EXCERPTED PASSAGE
# Music Genre Classification using Audio Features

### Uses these libraries `torch`, `pandas`, `scipy`, `evaluate`, `numpy`, `sklearn` and `datasets`

### 1. Import the libraries

In [None]:
import torch
import torch.nn as nn
import torch.optim as optim
from torch.utils.data import Dataset, DataLoader

import pandas as pd
import numpy as np
import scipy.stats as stats
from sklearn.preprocessing import StandardScaler
from sklearn.model_selection import train_test_split
from sklearn.metrics import confusion_matrix, classification_report
from sklearn.pipeline import Pipeline

import evaluate
from datasets import load_dataset
import matplotlib.pyplot as plt
import seaborn as sns
import warnings
warnings.filterwarnings('ignore')

### 2. Load the GTZAN dataset from Hugging Face 

In [12]:
print("Loading dataset...")
dataset = load_dataset("marsyas/gtzan", "audio")

Loading dataset...


Generating train split: 0 examples [00:00, ? examples/s]

#### Get audio features using librosa

In [14]:
def extract_features(audio_array, sample_rate):
    # Import librosa here to avoid conflicts
    import librosa
    
    # Extract various audio features
    # Mel-frequency cepstral coefficients
    mfccs = librosa.feature.mfcc(y=audio_array, sr=sample_rate, n_mfcc=13)
    
    # Spectral features
    spectral_centroid = librosa.feature.spectral_centroid(y=audio_array, sr=sample_rate)[0]
    spectral_bandwidth = librosa.feature.spectral_bandwidth(y=audio_array, sr=sample_rate)[0]
    spectral_rolloff = librosa.feature.spectral_rolloff(y=audio_array, sr=sample_rate)[0]
    
    # Rhythm features
    tempo, _ = librosa.beat.beat_track(y=audio_array, sr=sample_rate)
    
    # Zero crossing rate
    zero_crossing_rate = librosa.feature.zero_crossing_rate(audio_array)[0]
    
    # Compute statistics for each feature
    features = {}
    
    # MFCC stats
    for i in range(mfccs.shape[0]):
        features[f'mfcc{i+1}_mean'] = np.mean(mfccs[i])
        features[f'mfcc{i+1}_std'] = np.std(mfccs[i])
        features[f'mfcc{i+1}_skew'] = stats.skew(mfccs[i])
        features[f'mfcc{i+1}_kurtosis'] = stats.kurtosis(mfccs[i])
    
    # Other features stats
    for name, feature in [
        ('spectral_centroid', spectral_centroid),
        ('spectral_bandwidth', spectral_bandwidth), 
        ('spectral_rolloff', spectral_rolloff),
        ('zero_crossing_rate', zero_crossing_rate)

EXERCISE REQUIREMENTS
**1.** Arrange the records from their start through the line that contains "116 107 L 122", both ends included, as a JSON list of strings with one string per line and blank lines left out. Leave the pictures out of the list.
**2.** Pick up the music genre classification notebook from the point where it stops, and continue it.
The notebook and the records are separate, unrelated material.

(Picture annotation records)
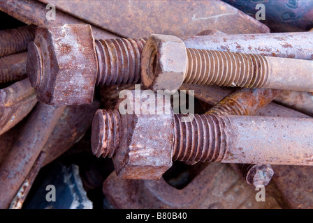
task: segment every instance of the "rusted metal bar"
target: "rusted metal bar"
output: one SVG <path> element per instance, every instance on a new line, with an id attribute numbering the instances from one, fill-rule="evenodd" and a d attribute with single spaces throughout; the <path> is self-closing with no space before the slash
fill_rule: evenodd
<path id="1" fill-rule="evenodd" d="M 0 56 L 16 54 L 27 49 L 35 38 L 36 26 L 23 26 L 0 31 Z"/>
<path id="2" fill-rule="evenodd" d="M 43 166 L 53 161 L 78 142 L 90 127 L 100 102 L 92 105 L 67 106 L 43 148 L 46 157 Z"/>
<path id="3" fill-rule="evenodd" d="M 313 116 L 313 94 L 310 92 L 282 91 L 275 101 Z"/>
<path id="4" fill-rule="evenodd" d="M 116 107 L 122 102 L 129 105 L 135 97 L 128 98 L 120 99 Z M 143 103 L 145 99 L 141 100 Z M 112 157 L 120 177 L 160 178 L 172 166 L 172 160 L 313 164 L 310 159 L 313 155 L 310 147 L 311 118 L 195 115 L 194 120 L 184 122 L 182 115 L 151 114 L 143 107 L 140 114 L 135 115 L 138 112 L 131 109 L 133 114 L 129 111 L 122 115 L 117 109 L 99 110 L 92 124 L 94 154 Z"/>
<path id="5" fill-rule="evenodd" d="M 84 21 L 60 10 L 56 10 L 55 20 L 48 20 L 46 4 L 36 0 L 3 0 L 0 2 L 0 10 L 26 24 L 42 25 L 64 25 L 65 24 L 81 24 Z M 85 9 L 85 8 L 83 7 Z M 97 38 L 115 38 L 119 36 L 92 26 L 92 32 Z"/>
<path id="6" fill-rule="evenodd" d="M 280 208 L 267 193 L 257 202 L 254 192 L 228 165 L 210 163 L 185 187 L 178 190 L 160 180 L 118 178 L 112 172 L 103 192 L 115 208 Z"/>
<path id="7" fill-rule="evenodd" d="M 39 103 L 31 113 L 0 168 L 0 208 L 9 207 L 64 108 Z"/>
<path id="8" fill-rule="evenodd" d="M 187 48 L 173 36 L 151 35 L 140 67 L 143 83 L 154 91 L 185 82 L 313 91 L 312 61 Z"/>
<path id="9" fill-rule="evenodd" d="M 20 80 L 27 77 L 27 53 L 20 53 L 0 58 L 0 83 Z"/>
<path id="10" fill-rule="evenodd" d="M 198 36 L 180 38 L 186 47 L 312 60 L 313 33 Z"/>
<path id="11" fill-rule="evenodd" d="M 0 90 L 0 134 L 24 118 L 37 103 L 28 79 Z"/>
<path id="12" fill-rule="evenodd" d="M 133 0 L 123 4 L 105 0 L 41 1 L 54 3 L 68 14 L 126 38 L 147 37 L 151 33 L 190 36 L 216 27 L 228 33 L 270 31 L 262 23 L 221 1 L 150 1 L 147 3 Z M 88 4 L 88 10 L 82 7 L 83 3 Z"/>
<path id="13" fill-rule="evenodd" d="M 87 24 L 38 27 L 29 46 L 27 73 L 40 101 L 54 105 L 89 104 L 95 85 L 138 82 L 145 43 L 145 39 L 95 42 Z"/>
<path id="14" fill-rule="evenodd" d="M 240 89 L 231 93 L 205 114 L 215 115 L 254 115 L 259 108 L 270 103 L 279 90 Z M 274 174 L 268 164 L 238 164 L 234 167 L 247 183 L 255 187 L 267 185 Z"/>
<path id="15" fill-rule="evenodd" d="M 205 86 L 199 84 L 183 84 L 181 90 L 193 90 L 194 96 L 212 106 L 214 106 L 233 90 L 230 88 L 221 88 L 215 86 Z M 187 91 L 189 93 L 189 91 Z M 260 116 L 277 116 L 293 118 L 310 118 L 310 116 L 300 112 L 296 112 L 293 109 L 275 102 L 269 103 L 266 107 L 258 110 L 256 115 Z"/>
<path id="16" fill-rule="evenodd" d="M 186 123 L 184 127 L 180 116 L 175 118 L 180 130 L 173 160 L 313 165 L 312 118 L 196 115 L 197 123 Z M 210 142 L 203 139 L 189 146 L 189 141 L 199 137 L 210 137 Z"/>
<path id="17" fill-rule="evenodd" d="M 28 173 L 27 176 L 26 176 L 26 178 L 22 184 L 22 186 L 20 187 L 20 190 L 12 201 L 9 209 L 22 208 L 24 201 L 25 201 L 25 199 L 27 197 L 29 190 L 31 190 L 31 185 L 33 185 L 36 177 L 41 170 L 45 158 L 45 153 L 44 152 L 41 152 L 41 154 L 39 154 L 33 167 L 31 167 L 31 170 L 29 171 L 29 173 Z"/>
<path id="18" fill-rule="evenodd" d="M 247 30 L 250 27 L 246 23 L 245 26 Z M 237 28 L 238 30 L 242 29 L 240 26 Z M 41 102 L 54 105 L 83 105 L 92 100 L 94 84 L 125 84 L 139 81 L 141 52 L 145 39 L 99 40 L 94 44 L 92 42 L 94 40 L 93 36 L 87 35 L 91 34 L 89 29 L 87 26 L 68 25 L 45 29 L 41 28 L 37 32 L 38 36 L 36 37 L 34 44 L 31 43 L 29 45 L 30 59 L 28 63 L 29 69 L 27 72 L 33 87 L 37 90 Z M 62 43 L 54 44 L 58 36 L 62 35 L 64 31 L 66 33 L 66 38 L 62 38 Z M 48 36 L 51 38 L 47 38 L 45 33 L 48 33 Z M 85 43 L 82 43 L 77 40 L 82 38 L 86 40 Z M 86 47 L 88 41 L 91 42 L 89 43 L 89 48 Z M 54 54 L 54 56 L 51 55 L 42 56 L 42 52 L 48 51 L 44 47 L 45 45 L 50 46 L 53 52 L 63 52 L 65 48 L 62 47 L 66 46 L 67 54 L 66 56 L 61 56 L 64 54 L 59 53 Z M 83 45 L 85 46 L 85 49 Z M 88 72 L 88 78 L 82 78 L 82 76 L 79 75 L 80 73 L 80 70 L 78 70 L 79 66 L 75 66 L 71 59 L 71 56 L 80 57 L 82 52 L 88 55 L 87 56 L 88 59 L 84 58 L 85 60 L 80 64 L 89 65 L 90 70 Z M 98 59 L 97 63 L 92 59 L 94 57 Z M 52 75 L 51 72 L 53 69 L 50 69 L 48 66 L 50 63 L 49 61 L 55 59 L 66 64 L 64 68 L 67 68 L 70 64 L 71 68 L 71 71 L 66 69 L 59 70 L 57 76 L 59 77 L 57 79 L 52 77 L 56 74 L 53 73 Z M 63 73 L 66 72 L 65 70 L 68 74 L 66 77 L 63 77 Z M 65 79 L 67 81 L 64 81 Z M 47 82 L 49 85 L 46 84 Z M 78 86 L 78 83 L 80 85 Z M 76 91 L 78 89 L 86 90 L 78 92 Z M 48 93 L 46 93 L 47 91 Z M 59 98 L 62 100 L 58 100 Z"/>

RESPONSES FOR EACH TASK
**1.**
[
  "task: segment every instance of the \"rusted metal bar\"",
  "target: \"rusted metal bar\"",
  "output: one SVG <path> element per instance, every instance on a new line, with an id attribute numbering the instances from one, fill-rule=\"evenodd\" and a d attribute with single spaces throughout; the <path> is self-closing with no space before the slash",
  "fill_rule: evenodd",
  "<path id=\"1\" fill-rule=\"evenodd\" d=\"M 0 56 L 16 54 L 27 49 L 35 38 L 36 26 L 23 26 L 0 31 Z\"/>",
  "<path id=\"2\" fill-rule=\"evenodd\" d=\"M 43 166 L 53 161 L 78 142 L 90 127 L 100 102 L 92 105 L 67 106 L 43 148 L 46 157 Z\"/>",
  "<path id=\"3\" fill-rule=\"evenodd\" d=\"M 313 116 L 313 94 L 310 92 L 282 91 L 275 101 Z\"/>",
  "<path id=\"4\" fill-rule=\"evenodd\" d=\"M 116 107 L 122 102 L 129 105 L 135 97 L 128 98 L 120 99 Z M 143 103 L 145 99 L 141 100 Z M 112 157 L 120 177 L 160 178 L 172 166 L 172 160 L 313 164 L 310 159 L 313 155 L 310 147 L 311 118 L 195 115 L 194 120 L 184 122 L 182 115 L 151 114 L 143 107 L 140 114 L 135 115 L 138 112 L 131 109 L 133 114 L 129 111 L 122 115 L 117 109 L 99 110 L 92 124 L 94 154 Z\"/>"
]

**2.**
    ]:
        features[f'{name}_mean'] = np.mean(feature)
        features[f'{name}_std'] = np.std(feature)
        features[f'{name}_skew'] = stats.skew(feature)
        features[f'{name}_kurtosis'] = stats.kurtosis(feature)
    
    # Add tempo
    features['tempo'] = tempo
    
    return features

#### Process audio files and extract features

In [16]:
def process_dataset(dataset_split):
    features_list = []
    labels = []
    
    for item in dataset_split:
        audio = item['audio']
        audio_array = audio['array']
        sample_rate = audio['sampling_rate']
        genre = item['genre']
        
        # Extract features
        features = extract_features(audio_array, sample_rate)
        features_list.append(features)
        labels.append(genre)
    
    # Convert to DataFrame
    df = pd.DataFrame(features_list)
    
    return df, labels

#### Process a smaller subset for quick demonstration (adjust as needed)

In [20]:
print("Extracting audio features (this may take a while)...")
train_size = 300  # Adjust based on your computational resources
test_size = 100

Extracting audio features (this may take a while)...


#### Randomly sample from the dataset

In [21]:
train_indices = np.random.choice(range(len(dataset['train'])), train_size, replace=False)
test_indices = np.random.choice(range(len(dataset['test'])), test_size, replace=False)

train_subset = [dataset['train'][i] for i in train_indices]
test_subset = [dataset['test'][i] for i in test_indices]

KeyError: 'test'

#### Extract features

In [None]:
X_train, y_train = process_dataset(train_subset)
X_test, y_test = process_dataset(test_subset)

#### Create label mapping

In [None]:
y_train_indices = [label_mapping[label] for label in y_train]
y_test_indices = [label_mapping[label] for label in y_test]

### 3. Create PyTorch dataset class

In [None]:
class MusicDataset(Dataset):
    def __init__(self, features, labels):
        self.features = torch.tensor(features, dtype=torch.float32)
        self.labels = torch.tensor(labels, dtype=torch.long)
    
    def __len__(self):
        return len(self.labels)
    
    def __getitem__(self, idx):
        return self.features[idx], self.labels[idx]

#### Scale features

In [None]:
scaler = StandardScaler()
X_train_scaled = scaler.fit_transform(X_train)
X_test_scaled = scaler.transform(X_test)

#### Create datasets and dataloaders

In [None]:
train_dataset = MusicDataset(X_train_scaled, y_train_indices)
test_dataset = MusicDataset(X_test_scaled, y_test_indices)

train_loader = DataLoader(train_dataset, batch_size=32, shuffle=True)
test_loader = DataLoader(test_dataset, batch_size=32, shuffle=False)

### 4. Define the neural network model

In [None]:
class MusicGenreClassifier(nn.Module):
    def __init__(self, input_size, num_classes):
        super(MusicGenreClassifier, self).__init__()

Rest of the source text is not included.